## PAGE

Dealing With Non-stationarity in Decentralized Cooperative Multi-Agent Deep Reinforcement Learning via Multi-Timescale Learning

Hadi Nekoei, Akilesh Badrinaaraayanan, Amit Sinha, Mohammad Amini, Janarthanan Rajendran, Aditya Mahajan, Sarath Chandar
Proceedings of The 2nd Conference on Lifelong Learning Agents, PMLR 232:376-398, 2023.

Abstract

Decentralized cooperative multi-agent deep reinforcement learning (MARL) can be a versatile learning framework, particularly in scenarios where centralized training is either not possible or not practical. One of the critical challenges in decentralized deep MARL is the non-stationarity of the learning environment when multiple agents are learning concurrently. A commonly used and efficient scheme for decentralized MARL is independent learning in which agents concurrently update their policies independently of each other. We first show that independent learning does not always converge, while sequential learning where agents update their policies one after another in a sequence is guaranteed to converge to an agent-by-agent optimal solution. In sequential learning, when one agent updates its policy, all other agent’s policies are kept fixed, alleviating the challenge of non-stationarity due to simultaneous updates in other agents’ policies. However, it can be slow because only one agent is learning at any time. Therefore it might also not always be practical. In this work, we propose a decentralized cooperative MARL algorithm based on multi-timescale learning. In multi-timescale learning, all agents learn simultaneously, but at different learning rates. In our proposed method, when one agent updates its policy, other agents are allowed to update their policies as well, but at a slower rate. This speeds up sequential learning, while also minimizing non-stationarity caused by other agents updating concurrently. Multi-timescale learning outperforms state-of-the-art decentralized learning methods on a set of challenging multi-agent cooperative tasks in the epymarl benchmark. This can be seen as a first step towards more general decentralized cooperative deep MARL methods based on multi-timescale learning.

Annotated coordinate records
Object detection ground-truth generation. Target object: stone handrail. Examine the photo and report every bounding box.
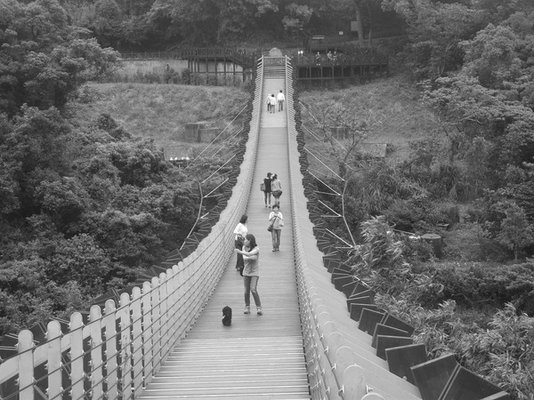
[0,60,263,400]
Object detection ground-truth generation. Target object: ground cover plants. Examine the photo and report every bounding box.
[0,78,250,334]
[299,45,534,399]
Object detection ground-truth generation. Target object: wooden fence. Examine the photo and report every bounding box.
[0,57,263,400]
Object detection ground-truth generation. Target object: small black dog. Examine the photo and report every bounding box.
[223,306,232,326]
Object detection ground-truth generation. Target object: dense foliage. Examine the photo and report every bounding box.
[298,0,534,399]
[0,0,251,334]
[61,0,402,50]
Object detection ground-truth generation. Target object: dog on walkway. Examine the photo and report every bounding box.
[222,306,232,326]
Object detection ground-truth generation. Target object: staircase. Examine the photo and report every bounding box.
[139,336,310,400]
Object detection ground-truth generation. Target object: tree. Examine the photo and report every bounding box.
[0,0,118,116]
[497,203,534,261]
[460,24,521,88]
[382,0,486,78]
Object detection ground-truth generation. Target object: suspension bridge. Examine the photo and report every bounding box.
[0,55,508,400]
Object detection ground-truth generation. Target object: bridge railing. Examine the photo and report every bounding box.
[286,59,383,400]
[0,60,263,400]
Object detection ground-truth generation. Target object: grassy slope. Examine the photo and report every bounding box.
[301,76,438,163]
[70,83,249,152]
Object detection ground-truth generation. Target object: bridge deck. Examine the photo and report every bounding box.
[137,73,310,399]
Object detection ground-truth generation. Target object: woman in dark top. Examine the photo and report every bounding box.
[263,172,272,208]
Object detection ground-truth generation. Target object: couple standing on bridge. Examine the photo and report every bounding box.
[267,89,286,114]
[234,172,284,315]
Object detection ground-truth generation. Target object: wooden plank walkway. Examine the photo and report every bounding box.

## JOB 1
According to the paper entry, how do agents learn in multi-timescale learning?
## JOB 2
Copy the paper entry between "Dealing With Non-stationarity" and "Learning Agents, PMLR 232:376-398, 2023.", inclusive, changing "Lifelong" to "Continual".
You can set the items aside, since none of the work depends on them.

## ANSWER 1
All agents learn simultaneously, but at different learning rates.

## ANSWER 2
Dealing With Non-stationarity in Decentralized Cooperative Multi-Agent Deep Reinforcement Learning via Multi-Timescale Learning

Hadi Nekoei, Akilesh Badrinaaraayanan, Amit Sinha, Mohammad Amini, Janarthanan Rajendran, Aditya Mahajan, Sarath Chandar
Proceedings of The 2nd Conference on Continual Learning Agents, PMLR 232:376-398, 2023.